**CONSIGNES**
A. D'après le texte sur le Concerto no 3 de Prokofiev, combien de touches du piano le compositeur utilise-t-il ?
B. Poursuivez le texte sur le Concerto no 3 de Prokofiev après sa dernière phrase.

**TEXTE À LIRE**
━━━━━━━━━━━━━━━━
Toute cette expérience, il la met ces jours-ci au service du Concerto no 3, op. 26 de Prokofiev. « C’est une œuvre difficile à jouer, reconnaît Charles Richard-Hamelin. Prokofiev utilise chacune des 88 touches du piano, et je dois me rendre très vite d’un bout à l’autre du clavier ! »

 

Mais cette exigence technique est au service d’une musique qu’il qualifie de lumineuse, d’exubérante. « Ce que je trouve le plus remarquable chez Prokofiev est son sens de l’harmonie, dit Charles Richard-Hamelin. Il est tellement inventif pour aligner les sons ensemble et produire des sonorités originales, inclassables. »

 

Certaines sont un peu dissonantes. « Prokofiev s’amuse beaucoup à introduire des dissonances passagères dans un cadre qui reste d’un classicisme très charmant. Alors, il y a des effets qui accrochent l’oreille, mais ce sont des effets qui font du bien ! »

 

Le pianiste promet au public une œuvre excitante, « avec des effets sonores qui évoquent des images uniques, loin de ce qu’on entend habituellement, et avec de longues sections dans un rythme soutenu – un peu comme un train qu’on ne peut plus arrêter : ça tient l’auditoire en haleine. »
━━━━━━━━━━━━━━━━
**DONNÉES FOURNIES**
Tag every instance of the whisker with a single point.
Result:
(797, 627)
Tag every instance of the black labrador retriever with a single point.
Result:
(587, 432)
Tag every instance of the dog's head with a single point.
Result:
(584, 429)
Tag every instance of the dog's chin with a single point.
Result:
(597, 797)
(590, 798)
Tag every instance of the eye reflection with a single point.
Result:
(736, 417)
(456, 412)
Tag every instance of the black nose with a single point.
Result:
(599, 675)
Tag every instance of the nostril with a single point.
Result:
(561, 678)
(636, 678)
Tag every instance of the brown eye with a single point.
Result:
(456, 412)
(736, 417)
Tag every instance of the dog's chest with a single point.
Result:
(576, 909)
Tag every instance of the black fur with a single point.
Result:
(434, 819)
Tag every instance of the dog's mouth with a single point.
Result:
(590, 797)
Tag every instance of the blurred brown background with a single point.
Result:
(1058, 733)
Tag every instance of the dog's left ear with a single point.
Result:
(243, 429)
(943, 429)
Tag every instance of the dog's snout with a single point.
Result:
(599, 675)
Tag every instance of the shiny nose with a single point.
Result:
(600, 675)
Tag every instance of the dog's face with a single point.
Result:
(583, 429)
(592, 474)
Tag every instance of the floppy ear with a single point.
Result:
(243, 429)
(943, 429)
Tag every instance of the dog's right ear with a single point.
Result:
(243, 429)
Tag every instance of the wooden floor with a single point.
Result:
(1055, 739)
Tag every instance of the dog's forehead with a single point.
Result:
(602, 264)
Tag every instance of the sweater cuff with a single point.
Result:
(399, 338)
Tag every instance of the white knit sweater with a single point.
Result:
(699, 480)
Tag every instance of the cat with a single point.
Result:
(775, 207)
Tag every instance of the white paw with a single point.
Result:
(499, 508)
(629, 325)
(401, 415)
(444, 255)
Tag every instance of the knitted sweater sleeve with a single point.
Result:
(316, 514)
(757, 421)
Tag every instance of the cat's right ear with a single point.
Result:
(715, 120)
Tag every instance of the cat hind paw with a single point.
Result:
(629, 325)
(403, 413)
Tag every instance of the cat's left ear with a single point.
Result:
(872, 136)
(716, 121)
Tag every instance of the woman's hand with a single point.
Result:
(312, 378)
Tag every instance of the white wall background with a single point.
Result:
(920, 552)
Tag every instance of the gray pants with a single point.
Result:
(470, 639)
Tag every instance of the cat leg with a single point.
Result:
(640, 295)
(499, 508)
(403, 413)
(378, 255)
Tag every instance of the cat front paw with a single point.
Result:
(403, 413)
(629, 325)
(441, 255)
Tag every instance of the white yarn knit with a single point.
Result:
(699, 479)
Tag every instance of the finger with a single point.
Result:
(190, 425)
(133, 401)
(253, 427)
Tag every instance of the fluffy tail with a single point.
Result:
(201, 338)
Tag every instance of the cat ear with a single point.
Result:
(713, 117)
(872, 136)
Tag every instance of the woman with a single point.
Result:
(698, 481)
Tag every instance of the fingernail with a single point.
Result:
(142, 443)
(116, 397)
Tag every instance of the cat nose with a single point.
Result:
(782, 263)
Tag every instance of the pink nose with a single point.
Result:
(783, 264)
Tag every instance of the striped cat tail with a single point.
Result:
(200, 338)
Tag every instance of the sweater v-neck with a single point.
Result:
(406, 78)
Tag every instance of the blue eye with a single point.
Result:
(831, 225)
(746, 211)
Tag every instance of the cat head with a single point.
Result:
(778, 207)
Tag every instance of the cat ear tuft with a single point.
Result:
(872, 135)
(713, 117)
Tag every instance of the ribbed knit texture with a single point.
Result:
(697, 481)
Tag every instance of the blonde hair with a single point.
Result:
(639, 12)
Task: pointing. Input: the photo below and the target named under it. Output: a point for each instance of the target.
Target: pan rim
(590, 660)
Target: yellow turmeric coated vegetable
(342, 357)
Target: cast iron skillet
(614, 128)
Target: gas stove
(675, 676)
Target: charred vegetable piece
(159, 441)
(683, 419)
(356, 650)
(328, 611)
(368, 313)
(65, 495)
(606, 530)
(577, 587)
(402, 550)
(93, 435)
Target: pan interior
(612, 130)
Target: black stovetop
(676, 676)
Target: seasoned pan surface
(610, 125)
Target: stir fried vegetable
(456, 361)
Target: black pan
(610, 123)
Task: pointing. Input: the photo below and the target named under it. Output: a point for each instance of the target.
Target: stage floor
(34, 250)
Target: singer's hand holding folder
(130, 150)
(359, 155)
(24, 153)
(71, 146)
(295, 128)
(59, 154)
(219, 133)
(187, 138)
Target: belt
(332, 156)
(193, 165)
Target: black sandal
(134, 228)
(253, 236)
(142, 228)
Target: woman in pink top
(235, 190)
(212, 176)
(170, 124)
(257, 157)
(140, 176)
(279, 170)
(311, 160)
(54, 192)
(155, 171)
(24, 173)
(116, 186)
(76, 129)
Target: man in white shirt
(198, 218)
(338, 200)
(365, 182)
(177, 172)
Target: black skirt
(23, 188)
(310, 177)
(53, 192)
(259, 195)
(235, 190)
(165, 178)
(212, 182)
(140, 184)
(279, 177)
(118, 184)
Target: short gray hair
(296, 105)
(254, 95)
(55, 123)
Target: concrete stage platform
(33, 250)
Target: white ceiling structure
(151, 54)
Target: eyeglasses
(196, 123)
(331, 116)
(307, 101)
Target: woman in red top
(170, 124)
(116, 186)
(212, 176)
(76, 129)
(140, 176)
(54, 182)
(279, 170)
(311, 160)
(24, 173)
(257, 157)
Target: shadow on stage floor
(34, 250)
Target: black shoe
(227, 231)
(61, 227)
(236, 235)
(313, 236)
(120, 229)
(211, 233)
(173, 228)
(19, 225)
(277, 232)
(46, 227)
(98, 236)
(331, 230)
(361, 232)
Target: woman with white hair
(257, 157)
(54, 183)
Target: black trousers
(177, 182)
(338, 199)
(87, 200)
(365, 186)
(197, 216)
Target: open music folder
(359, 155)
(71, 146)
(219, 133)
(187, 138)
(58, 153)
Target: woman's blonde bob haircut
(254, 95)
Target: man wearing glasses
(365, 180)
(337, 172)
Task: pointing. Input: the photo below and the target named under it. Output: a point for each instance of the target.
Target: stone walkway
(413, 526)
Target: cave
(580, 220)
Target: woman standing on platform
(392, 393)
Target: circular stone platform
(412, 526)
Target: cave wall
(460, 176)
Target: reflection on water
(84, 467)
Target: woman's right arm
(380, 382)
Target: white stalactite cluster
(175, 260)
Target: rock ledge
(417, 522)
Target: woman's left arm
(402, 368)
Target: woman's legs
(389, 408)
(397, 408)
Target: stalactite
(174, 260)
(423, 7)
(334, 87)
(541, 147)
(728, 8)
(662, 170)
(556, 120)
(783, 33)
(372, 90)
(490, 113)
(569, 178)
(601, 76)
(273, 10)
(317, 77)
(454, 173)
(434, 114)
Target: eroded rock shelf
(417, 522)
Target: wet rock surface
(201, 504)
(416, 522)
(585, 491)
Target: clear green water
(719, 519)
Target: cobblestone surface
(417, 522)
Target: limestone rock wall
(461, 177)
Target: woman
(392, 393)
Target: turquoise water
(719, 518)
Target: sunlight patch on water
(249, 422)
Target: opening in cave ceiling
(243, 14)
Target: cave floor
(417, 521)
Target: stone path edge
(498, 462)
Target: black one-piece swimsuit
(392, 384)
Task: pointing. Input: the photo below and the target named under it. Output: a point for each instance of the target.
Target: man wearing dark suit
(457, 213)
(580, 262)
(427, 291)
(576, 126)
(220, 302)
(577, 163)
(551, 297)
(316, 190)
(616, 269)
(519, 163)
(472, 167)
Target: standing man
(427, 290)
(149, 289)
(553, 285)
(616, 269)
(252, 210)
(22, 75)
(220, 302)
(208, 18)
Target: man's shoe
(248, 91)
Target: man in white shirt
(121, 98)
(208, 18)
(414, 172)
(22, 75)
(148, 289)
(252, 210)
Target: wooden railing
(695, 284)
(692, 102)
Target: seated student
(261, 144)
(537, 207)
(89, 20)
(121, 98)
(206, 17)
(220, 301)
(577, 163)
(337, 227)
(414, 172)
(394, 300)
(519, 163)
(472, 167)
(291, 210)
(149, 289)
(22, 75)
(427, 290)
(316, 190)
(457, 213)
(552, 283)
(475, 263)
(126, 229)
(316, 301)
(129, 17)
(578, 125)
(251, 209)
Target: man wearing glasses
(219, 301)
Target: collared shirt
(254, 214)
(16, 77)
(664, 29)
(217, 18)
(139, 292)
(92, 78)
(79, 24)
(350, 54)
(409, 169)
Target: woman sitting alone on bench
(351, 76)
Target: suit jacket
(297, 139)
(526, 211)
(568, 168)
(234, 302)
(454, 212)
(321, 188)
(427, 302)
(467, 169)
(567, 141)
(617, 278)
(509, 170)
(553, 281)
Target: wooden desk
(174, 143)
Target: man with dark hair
━━━━━━━━━━━━━━━━
**CORRIGÉ**
A. Chacune des 88 touches du piano.

B.
 

L’OSM connaît bien ce concerto pour l’avoir joué plusieurs fois et même l’avoir endisqué. L’orchestre sera dirigé cette fois par un jeune chef invité d’origine russe, Vasily Petrenko – qui, lui aussi, a déjà enregistré le concerto sur disque. Il est directeur artistique de l’Orchestre philharmonique royal de Liverpool et de l’Orchestre philharmonique d’Oslo.

 

Le concert Charles Richard-Hamelin et la musique russe offrira également Poème de l’extase, op. 54 de Scriabine, La mer, de Debussy, et Ma mère l’Oye de Ravel. Ce dernier morceau, inspiré de contes pour enfants, a d’abord été composé pour piano à quatre mains d’enfants, avant d’être adapté par Maurice Ravel en œuvre symphonique.

 

Le concert  Charles Richard-Hamelin et la musique russe sera présenté à la Maison symphonique de Montréal le mercredi 11 octobre à 20 h, le samedi 14 octobre à 20 h et le dimanche 15 octobre à 14 h 30.